→ EXERCISE DIRECTIONS:
Beneath this task are records; state how many of their lines hold the word "below", and nothing else.
━━━━━ SOURCE INFORMATION ━━━━━
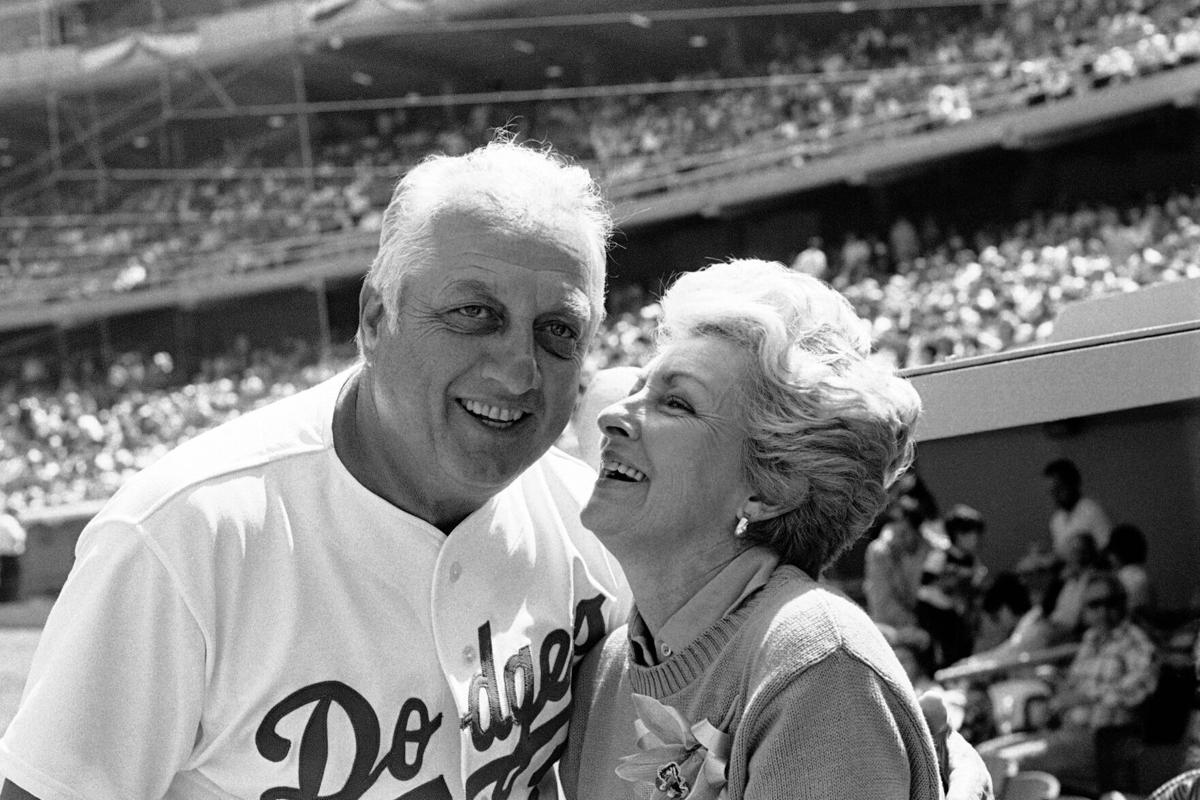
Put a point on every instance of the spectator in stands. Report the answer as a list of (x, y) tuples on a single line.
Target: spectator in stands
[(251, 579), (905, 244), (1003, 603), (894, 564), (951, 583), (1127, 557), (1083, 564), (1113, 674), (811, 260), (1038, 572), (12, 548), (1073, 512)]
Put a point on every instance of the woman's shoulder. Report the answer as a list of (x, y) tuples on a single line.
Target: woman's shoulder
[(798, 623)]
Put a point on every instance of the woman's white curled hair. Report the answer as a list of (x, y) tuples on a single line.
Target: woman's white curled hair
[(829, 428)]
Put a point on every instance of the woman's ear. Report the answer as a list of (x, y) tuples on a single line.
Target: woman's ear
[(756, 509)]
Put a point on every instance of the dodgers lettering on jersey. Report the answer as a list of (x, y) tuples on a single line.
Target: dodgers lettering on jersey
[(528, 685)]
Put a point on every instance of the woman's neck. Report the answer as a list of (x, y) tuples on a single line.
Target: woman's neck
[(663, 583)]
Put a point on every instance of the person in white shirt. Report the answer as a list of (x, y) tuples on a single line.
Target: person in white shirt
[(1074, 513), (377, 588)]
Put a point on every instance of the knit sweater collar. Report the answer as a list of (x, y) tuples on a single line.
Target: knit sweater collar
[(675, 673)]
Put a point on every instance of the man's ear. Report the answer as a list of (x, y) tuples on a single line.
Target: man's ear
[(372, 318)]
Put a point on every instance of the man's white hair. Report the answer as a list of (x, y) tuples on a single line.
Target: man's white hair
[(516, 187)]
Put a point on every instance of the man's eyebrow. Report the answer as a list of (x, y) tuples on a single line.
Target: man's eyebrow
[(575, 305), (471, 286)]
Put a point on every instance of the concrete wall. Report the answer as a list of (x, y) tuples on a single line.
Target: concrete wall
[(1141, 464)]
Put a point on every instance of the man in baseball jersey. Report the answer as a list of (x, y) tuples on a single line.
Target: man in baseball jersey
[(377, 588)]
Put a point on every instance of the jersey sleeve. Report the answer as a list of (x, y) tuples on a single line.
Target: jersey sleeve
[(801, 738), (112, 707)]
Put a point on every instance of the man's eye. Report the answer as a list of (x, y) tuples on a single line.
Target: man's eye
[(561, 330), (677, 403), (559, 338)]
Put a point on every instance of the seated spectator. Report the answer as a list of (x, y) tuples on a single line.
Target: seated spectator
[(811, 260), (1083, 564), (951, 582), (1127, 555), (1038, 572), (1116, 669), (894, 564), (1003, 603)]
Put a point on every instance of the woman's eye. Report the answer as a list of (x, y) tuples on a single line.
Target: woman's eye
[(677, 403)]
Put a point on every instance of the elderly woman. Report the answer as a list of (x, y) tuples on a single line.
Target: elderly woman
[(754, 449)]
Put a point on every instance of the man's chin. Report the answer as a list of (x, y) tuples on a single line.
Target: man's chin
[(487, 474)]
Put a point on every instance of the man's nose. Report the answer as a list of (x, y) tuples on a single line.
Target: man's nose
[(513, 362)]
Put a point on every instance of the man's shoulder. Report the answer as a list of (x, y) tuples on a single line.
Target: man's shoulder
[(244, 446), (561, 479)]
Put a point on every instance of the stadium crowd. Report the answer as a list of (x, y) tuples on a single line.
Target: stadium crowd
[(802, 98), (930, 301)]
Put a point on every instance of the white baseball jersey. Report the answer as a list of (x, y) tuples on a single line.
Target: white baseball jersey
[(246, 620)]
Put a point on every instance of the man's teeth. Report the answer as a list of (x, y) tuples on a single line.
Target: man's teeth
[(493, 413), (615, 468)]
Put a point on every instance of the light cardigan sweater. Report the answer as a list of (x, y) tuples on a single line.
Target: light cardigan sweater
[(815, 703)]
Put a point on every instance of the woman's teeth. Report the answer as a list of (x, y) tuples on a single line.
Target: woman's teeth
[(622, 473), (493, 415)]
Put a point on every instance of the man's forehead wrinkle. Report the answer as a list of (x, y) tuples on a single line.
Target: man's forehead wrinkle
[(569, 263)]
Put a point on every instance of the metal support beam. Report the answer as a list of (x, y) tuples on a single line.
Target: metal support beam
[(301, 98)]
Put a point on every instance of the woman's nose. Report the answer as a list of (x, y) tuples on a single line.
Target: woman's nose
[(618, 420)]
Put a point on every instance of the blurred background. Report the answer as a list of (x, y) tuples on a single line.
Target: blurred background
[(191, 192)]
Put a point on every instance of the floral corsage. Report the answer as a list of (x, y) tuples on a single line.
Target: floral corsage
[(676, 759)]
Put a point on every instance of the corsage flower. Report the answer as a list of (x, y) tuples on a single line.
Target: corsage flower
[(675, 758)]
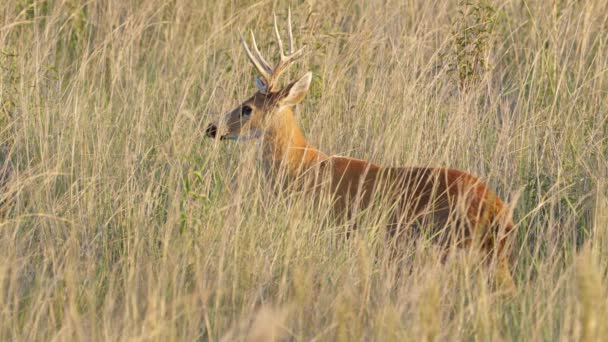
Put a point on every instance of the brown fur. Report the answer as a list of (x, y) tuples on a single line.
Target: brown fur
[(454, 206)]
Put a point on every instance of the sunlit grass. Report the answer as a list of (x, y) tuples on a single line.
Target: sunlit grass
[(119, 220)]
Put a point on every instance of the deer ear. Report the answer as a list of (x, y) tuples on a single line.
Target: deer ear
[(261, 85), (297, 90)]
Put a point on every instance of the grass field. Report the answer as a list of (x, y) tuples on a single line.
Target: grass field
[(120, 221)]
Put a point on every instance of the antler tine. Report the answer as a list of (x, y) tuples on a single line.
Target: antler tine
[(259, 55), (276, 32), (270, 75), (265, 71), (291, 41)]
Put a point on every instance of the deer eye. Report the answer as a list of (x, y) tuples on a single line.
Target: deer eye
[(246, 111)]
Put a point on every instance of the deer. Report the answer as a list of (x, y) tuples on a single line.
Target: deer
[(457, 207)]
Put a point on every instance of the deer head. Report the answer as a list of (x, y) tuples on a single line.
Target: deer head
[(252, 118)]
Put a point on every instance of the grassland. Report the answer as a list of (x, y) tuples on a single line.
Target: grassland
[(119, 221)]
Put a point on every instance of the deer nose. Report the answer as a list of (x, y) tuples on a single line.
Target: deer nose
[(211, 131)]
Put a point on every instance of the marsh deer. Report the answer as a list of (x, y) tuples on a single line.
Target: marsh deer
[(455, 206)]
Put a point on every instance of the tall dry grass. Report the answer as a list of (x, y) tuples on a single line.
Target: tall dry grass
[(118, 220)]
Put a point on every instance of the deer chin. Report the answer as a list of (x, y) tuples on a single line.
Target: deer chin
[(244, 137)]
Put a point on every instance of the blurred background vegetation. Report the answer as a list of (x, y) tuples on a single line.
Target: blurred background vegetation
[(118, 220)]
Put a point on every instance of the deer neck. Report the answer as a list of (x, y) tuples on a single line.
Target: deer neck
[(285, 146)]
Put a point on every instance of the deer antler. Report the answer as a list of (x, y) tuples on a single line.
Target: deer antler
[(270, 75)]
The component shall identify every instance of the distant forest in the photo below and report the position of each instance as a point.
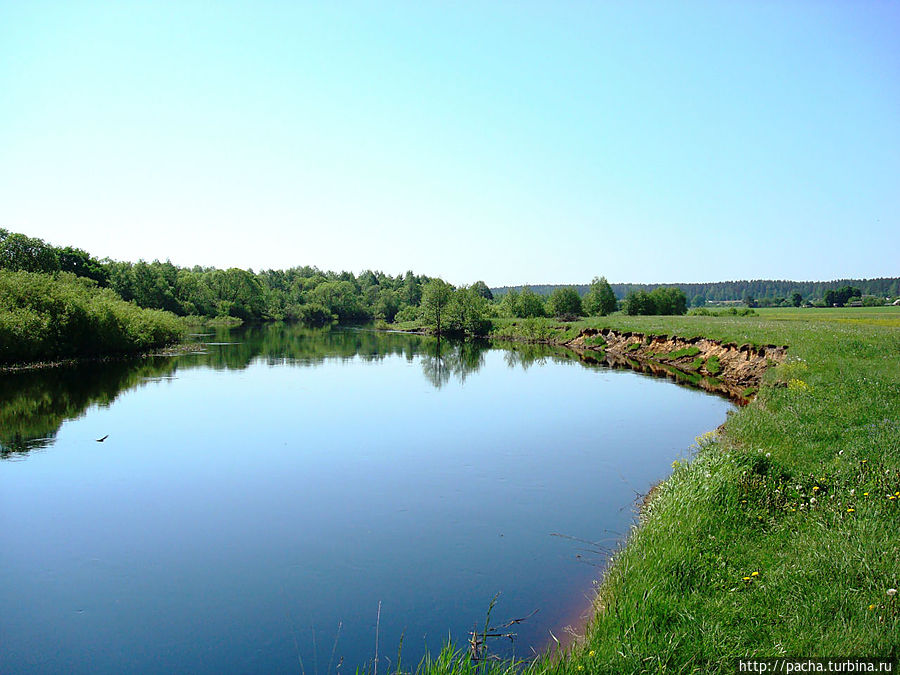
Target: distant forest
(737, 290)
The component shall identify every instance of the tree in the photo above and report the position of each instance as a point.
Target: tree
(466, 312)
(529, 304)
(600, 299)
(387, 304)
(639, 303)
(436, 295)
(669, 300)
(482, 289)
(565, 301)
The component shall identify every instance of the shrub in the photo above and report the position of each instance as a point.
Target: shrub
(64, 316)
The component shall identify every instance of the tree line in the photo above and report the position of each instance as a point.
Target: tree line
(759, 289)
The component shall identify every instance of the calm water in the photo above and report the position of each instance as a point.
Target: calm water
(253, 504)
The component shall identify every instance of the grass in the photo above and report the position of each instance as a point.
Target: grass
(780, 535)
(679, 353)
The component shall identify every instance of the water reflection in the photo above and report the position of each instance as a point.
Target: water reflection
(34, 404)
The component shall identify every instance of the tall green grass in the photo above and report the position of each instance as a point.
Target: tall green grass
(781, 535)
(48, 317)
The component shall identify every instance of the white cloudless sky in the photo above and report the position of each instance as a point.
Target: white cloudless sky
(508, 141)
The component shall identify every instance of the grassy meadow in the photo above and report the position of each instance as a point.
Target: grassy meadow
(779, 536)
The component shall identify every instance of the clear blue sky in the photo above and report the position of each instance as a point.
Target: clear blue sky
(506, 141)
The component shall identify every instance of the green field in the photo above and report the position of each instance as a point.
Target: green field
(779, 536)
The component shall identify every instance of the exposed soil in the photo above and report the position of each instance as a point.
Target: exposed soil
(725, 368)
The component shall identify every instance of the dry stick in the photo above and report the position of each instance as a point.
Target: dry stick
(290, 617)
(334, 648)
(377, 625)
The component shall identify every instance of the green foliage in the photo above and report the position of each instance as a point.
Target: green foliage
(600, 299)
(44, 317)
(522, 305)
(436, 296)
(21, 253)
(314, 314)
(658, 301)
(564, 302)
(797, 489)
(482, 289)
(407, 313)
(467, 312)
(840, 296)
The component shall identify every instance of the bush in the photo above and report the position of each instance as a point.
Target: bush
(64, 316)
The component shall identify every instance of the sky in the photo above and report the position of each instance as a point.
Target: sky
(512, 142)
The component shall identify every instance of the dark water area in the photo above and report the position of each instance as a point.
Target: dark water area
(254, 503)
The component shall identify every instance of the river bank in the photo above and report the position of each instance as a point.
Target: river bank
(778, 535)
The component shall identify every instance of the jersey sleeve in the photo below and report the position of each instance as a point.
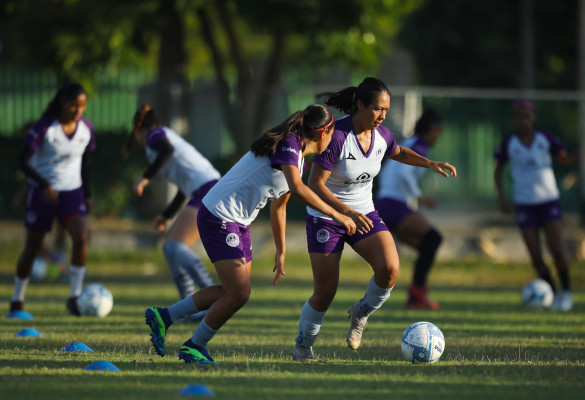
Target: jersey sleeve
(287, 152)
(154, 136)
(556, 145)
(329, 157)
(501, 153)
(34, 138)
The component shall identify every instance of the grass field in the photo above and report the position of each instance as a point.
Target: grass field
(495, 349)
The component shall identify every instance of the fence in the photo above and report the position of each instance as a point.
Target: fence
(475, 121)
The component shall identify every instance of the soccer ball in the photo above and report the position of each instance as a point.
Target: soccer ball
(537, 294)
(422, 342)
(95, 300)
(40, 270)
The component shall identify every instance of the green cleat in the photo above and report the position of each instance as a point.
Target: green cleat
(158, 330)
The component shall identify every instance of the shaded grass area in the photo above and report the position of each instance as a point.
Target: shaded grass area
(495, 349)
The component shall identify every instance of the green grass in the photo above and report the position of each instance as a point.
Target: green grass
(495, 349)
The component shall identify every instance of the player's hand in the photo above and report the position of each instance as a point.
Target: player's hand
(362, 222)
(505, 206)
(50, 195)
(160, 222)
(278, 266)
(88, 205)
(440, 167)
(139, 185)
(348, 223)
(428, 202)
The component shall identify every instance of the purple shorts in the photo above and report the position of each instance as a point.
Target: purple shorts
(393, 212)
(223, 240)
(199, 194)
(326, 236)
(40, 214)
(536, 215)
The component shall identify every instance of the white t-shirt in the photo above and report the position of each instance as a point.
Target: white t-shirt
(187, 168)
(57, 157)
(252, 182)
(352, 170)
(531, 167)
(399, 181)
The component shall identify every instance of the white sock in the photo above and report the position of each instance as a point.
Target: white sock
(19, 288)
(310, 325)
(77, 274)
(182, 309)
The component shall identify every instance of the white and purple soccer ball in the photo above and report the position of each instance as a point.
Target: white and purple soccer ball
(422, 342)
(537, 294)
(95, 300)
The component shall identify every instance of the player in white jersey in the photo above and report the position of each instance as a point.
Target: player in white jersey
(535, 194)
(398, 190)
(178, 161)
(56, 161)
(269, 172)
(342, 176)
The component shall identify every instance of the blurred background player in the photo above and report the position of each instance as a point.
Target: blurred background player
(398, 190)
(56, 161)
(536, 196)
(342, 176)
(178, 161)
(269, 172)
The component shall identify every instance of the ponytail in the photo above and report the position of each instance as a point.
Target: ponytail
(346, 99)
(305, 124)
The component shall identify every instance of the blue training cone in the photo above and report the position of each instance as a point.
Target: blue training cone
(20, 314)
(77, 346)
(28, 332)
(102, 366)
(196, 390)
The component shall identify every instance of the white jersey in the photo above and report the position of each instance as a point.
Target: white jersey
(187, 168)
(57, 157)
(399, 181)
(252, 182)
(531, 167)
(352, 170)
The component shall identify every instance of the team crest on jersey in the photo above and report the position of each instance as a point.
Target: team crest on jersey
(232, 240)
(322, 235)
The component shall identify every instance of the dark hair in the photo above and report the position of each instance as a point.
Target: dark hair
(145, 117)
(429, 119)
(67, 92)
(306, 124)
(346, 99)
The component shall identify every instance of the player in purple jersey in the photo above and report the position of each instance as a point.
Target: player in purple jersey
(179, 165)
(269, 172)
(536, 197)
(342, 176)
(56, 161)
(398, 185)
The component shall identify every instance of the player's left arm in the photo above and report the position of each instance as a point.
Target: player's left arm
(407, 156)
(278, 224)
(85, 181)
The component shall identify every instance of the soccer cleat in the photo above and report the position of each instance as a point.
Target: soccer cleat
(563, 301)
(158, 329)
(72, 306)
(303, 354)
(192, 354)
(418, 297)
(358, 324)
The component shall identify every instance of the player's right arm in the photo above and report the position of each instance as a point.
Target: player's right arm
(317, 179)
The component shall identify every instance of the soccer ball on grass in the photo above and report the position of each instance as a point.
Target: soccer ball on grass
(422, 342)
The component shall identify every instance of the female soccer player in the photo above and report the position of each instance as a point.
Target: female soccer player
━━━━━
→ RESPONSE TO THE TASK:
2